Within the entries underneath, how many lines include the string "eyes"? State only the number.

══ Given entries

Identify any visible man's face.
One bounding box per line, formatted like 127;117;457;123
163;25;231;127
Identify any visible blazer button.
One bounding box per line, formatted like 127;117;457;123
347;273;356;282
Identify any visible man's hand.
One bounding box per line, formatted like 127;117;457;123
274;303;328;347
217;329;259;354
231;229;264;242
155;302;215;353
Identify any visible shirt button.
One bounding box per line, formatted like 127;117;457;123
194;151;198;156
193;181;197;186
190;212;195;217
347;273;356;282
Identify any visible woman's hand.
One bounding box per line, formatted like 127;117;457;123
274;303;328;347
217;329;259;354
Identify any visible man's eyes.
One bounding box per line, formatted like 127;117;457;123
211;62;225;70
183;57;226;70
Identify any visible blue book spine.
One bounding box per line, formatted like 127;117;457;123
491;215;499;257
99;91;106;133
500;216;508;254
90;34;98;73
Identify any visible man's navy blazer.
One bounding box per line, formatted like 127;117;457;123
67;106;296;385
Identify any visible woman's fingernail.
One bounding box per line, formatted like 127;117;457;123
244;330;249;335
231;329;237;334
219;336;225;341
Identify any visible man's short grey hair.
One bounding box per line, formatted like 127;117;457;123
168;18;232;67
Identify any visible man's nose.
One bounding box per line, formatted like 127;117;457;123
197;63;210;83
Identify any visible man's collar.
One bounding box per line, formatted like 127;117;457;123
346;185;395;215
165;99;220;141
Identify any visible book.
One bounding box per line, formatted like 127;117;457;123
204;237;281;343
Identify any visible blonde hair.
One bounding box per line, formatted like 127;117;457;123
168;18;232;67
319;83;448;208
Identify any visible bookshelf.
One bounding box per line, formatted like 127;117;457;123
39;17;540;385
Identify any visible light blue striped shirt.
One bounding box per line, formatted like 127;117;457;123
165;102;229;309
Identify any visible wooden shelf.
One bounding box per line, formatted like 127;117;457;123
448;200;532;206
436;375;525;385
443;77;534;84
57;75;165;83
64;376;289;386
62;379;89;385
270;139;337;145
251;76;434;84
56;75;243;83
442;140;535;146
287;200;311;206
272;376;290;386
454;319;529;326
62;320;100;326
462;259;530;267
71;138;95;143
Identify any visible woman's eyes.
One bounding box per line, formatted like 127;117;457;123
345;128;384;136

════

● Output below:
2